**** Data records

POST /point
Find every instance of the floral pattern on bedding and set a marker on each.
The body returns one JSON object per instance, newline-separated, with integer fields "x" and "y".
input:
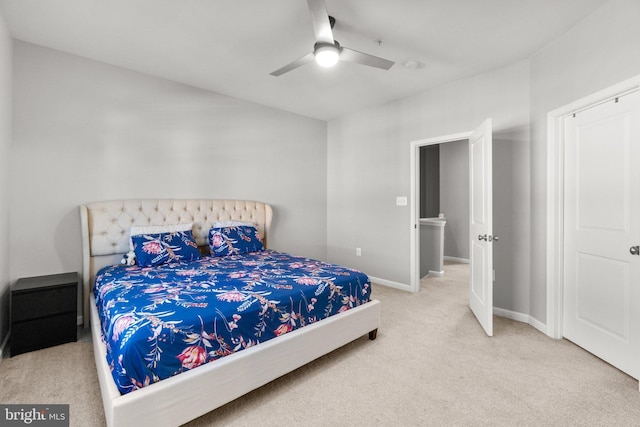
{"x": 159, "y": 321}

********

#### Aim:
Please recast the lines of the entries above as a Markdown table with the columns n and Line, numbering each row and skipping blank lines. Leave the pictures out of the table.

#### Task answer:
| n | Line |
|---|---|
| 1 | POST /point |
| 2 | Find every instance of the floral pattern on bedding and set a marker on each. |
| 3 | The body returns one JSON object per instance, newline-separated, with integer fields "x" and "y". |
| 4 | input: |
| 5 | {"x": 159, "y": 321} |